▶ To be done
1: In the text about Wandsworth Town, which river gives Wandsworth its name?
2: Please extend the text about Wandsworth Town with a few more sentences that pick up after its last one.

▶ Reading text
Wandsworth Town () is a district of south London, within the London Borough of Wandsworth  southwest of Charing Cross. The area is identified in the London Plan as one of 35 major centres in Greater London.

Toponymy
Wandsworth takes its name from the River Wandle, which enters the Thames at Wandsworth. Wandsworth appears in Domesday Book of 1086 as Wandesorde and Wendelesorde. This means 'enclosure of (a man named) Waendel', whose name is also lent to the River Wandle. To distinguish it from the London Borough of Wandsworth, and historically from the Wandsworth District of the Metropolis and the Metropolitan Borough of Wandsworth, which all covered larger areas, it is also known as Wandsworth Town.

History

At the time of the Domesday Book (1086), the manor of Wandsworth was held partly by William, son of Ansculfy, and partly by St Wandrille's Abbey. Its Domesday assets were 12 hides, with  ploughs and  of meadow. It rendered £9. Since at least the early 16th century, Wandsworth has offered accommodation to consecutive waves of immigration, from Protestant Dutch metalworkers fleeing persecution in the 1590s, Huguenots in the 17th century, to recent Eastern European members of the European Union.

Between Wandsworth town centre and the river is the site of Young & Co's Ram Brewery. Shire horse-drawn brewery drays were still used to deliver beer to local pubs. Whilst brewing by Young's stopped in September 2006 when Young & Co merged its operations with Charles Wells of Bedford, brewing does continue on the site by a master brewer albeit in small amounts. A planning application to redevelop the site for residential and shopping/leisure "mixed use" was submitted in 2012 and approved in 2013. In 2019 it was announced that Sambrook's Brewery will continue to brew beer on the site moving from their brewhouse on York Road in 2020 with John Hatch (former master brewer of Youngs Brewery) taking an active role in tours.

▶ Given material
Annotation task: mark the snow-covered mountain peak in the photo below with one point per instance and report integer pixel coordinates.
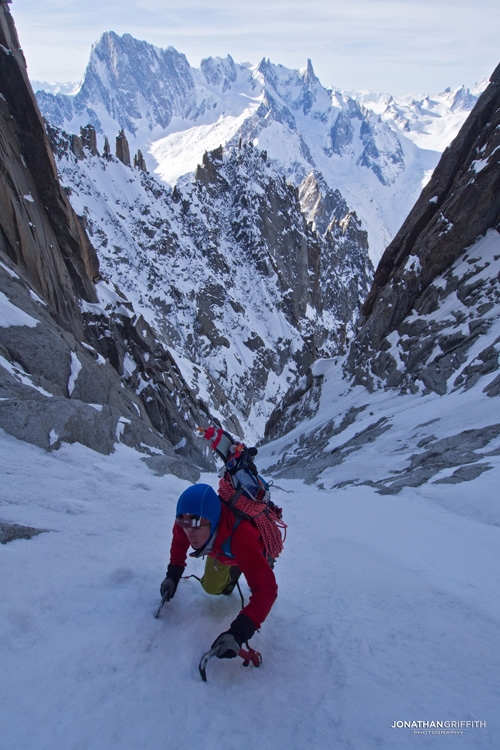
(376, 149)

▶ Outputs in order
1: The River Wandle

2:
Wandsworth gas plant was built in 1834 against the River Thames near Wandsworth Bridge. The undertaking became the Wandsworth and Putney Gaslight and Coke Company in 1854 and was incorporated by Act of Parliament in 1856. Coal for making coal gas was brought by sea from North East England and unloaded on the Thames beside the gasworks. The firm grew by a series of mergers and takeovers so that by 1936 it served a considerable area of south-west London. The company's name evolved each time it merged with or took over neighbouring gas companies, but from 1936 it was the Wandsworth and District Gas Company. The company was nationalised in 1949 and became part of the South Eastern Gas Board.

Wandsworth power station was built on The Causeway and supplied electricity to the district of Wandsworth from 1897 to 1964. It was owned and operated by the County of London Electric Supply Company Limited until the nationalisation of the British electricity supply industry in 1948. The power station was decommissioned in 1964. There is an operational 132 kV national grid substation to the east of the River Wandle.

Geography
The former wharf area of the river-front is now lined with new apartment blocks, with several bars and restaurants. Notable pubs include the Ship Inn and the Waterfront, on the western and eastern side of (the southern bridgehead of) Wandsworth Bridge respectively.

Wandsworth Common is set back from the river, at the top of East Hill, and is adjoined by an area known locally as "the Toast Rack" that has some of the most expensive townhouses in London, as well as the restaurant Chez Bruce, formerly Harveys, where chef Gordon Ramsay learned his trade, and for which co-owner Bruce Poole gained a Michelin star in 1999. Also in the area is the Royal Victoria Patriotic Building, which now contains flats, a theatre school and a restaurant.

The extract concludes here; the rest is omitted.